§ FRAGMENT TEKSTU

—————

Samolot C-17, który przetransportował polskich żołnierzy, należy do Strategic Airlift Capability (SAC), czyli wspólnego przedsięwzięcia dwunastu państw polegającego na współużytkowaniu trzech ciężkich samolotów transportowych C-17 Globemaster III. Dziesięć z nich (Bułgaria, Estonia, Holandia, Litwa, Norwegia, Polska, Rumunia, Słowenia, Węgry i Stany Zjednoczone) należy do NATO. Pozostałe dwa to Finlandia i Szwecja. Obsługa bazy oraz załogi samolotów to obywatele krajów-członków programu.

—————

§ DANE
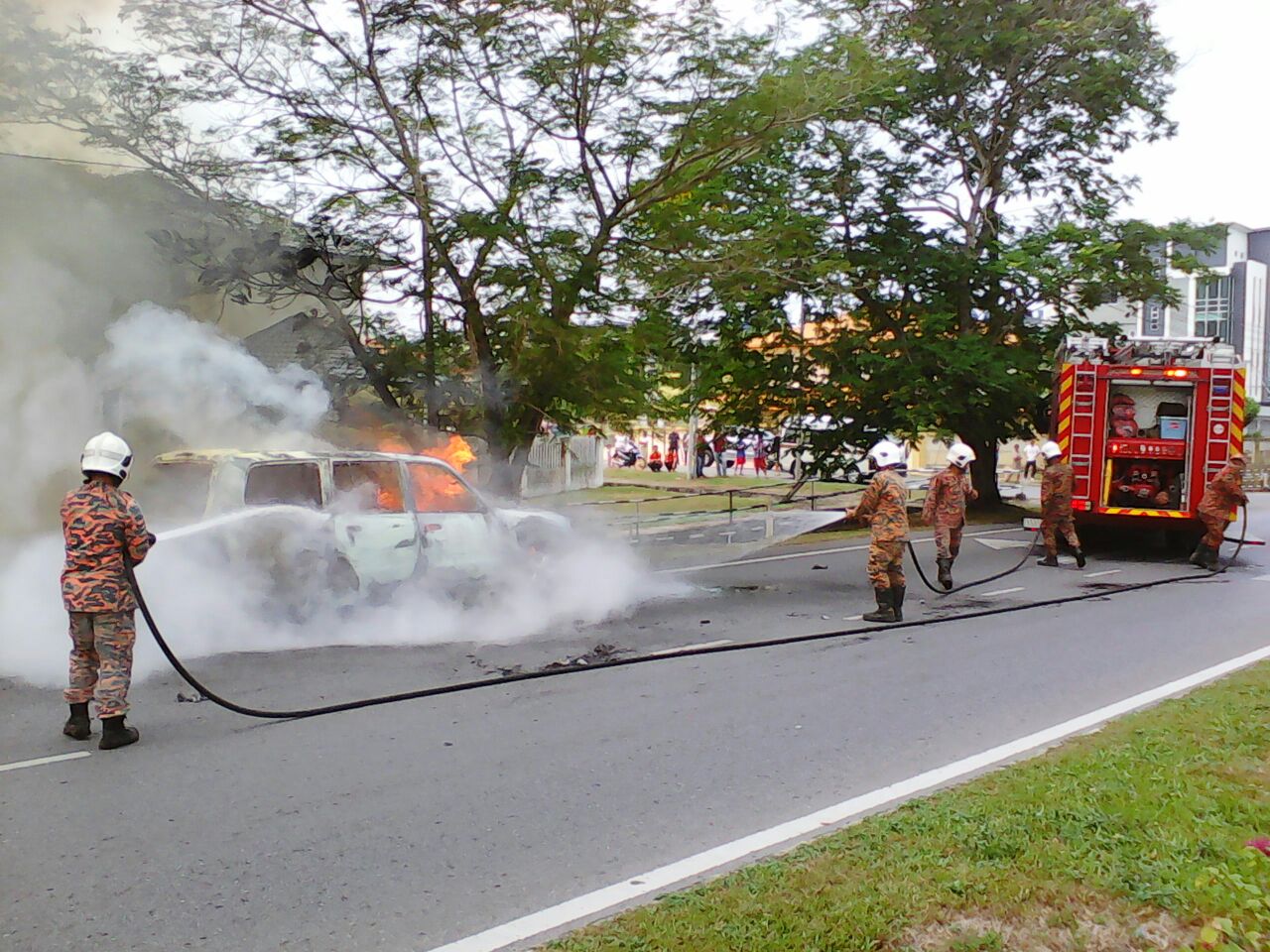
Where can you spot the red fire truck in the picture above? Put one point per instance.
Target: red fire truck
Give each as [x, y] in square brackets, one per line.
[1146, 422]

—————

§ ZADANIA
(1) Przetłumacz na angielski to zdanie z fragmentu o programie SAC: „Obsługa bazy oraz załogi samolotów to obywatele krajów-członków programu.”
(2) Proszę wznowić tekst o programie SAC od miejsca, w którym się kończy.

§ ODPOWIEDZI
(1) The base personnel and the aircraft crews are citizens of the program's member countries.

(2)
Czytaj także: Żołnierze i sprzęt desantują się z Herculesów

Jak podaje kpt. Marcin Gil, zaraz po przylocie samolotu na lotnisko w Balicach rozpoczął się załadunek sprzętu. Jako pierwsze na pokład Globemastera zaczęły wjeżdżać pojazdy HMMWV (zarówno w wersji bojowej jak i transportowej). Jak podaje MON, okazało się to niełatwym zadaniem. Udało się dzięki zespołowej pracy loadmasterów, czyli ludzi odpowiedzialnych za załadunek samolotów, oraz sprawności kierowców. „To najbardziej precyzyjne zadanie jakie dotąd wykonywałem. Potrzebna jest tu duża dokładność, bo odległość pomiędzy samochodami wynosi tylko jakieś pięć centymetrów. Trudniej było tylko w górach w Afganistanie” – podsumował swoją pracę jeden z kierowców z kompanii moździerzy.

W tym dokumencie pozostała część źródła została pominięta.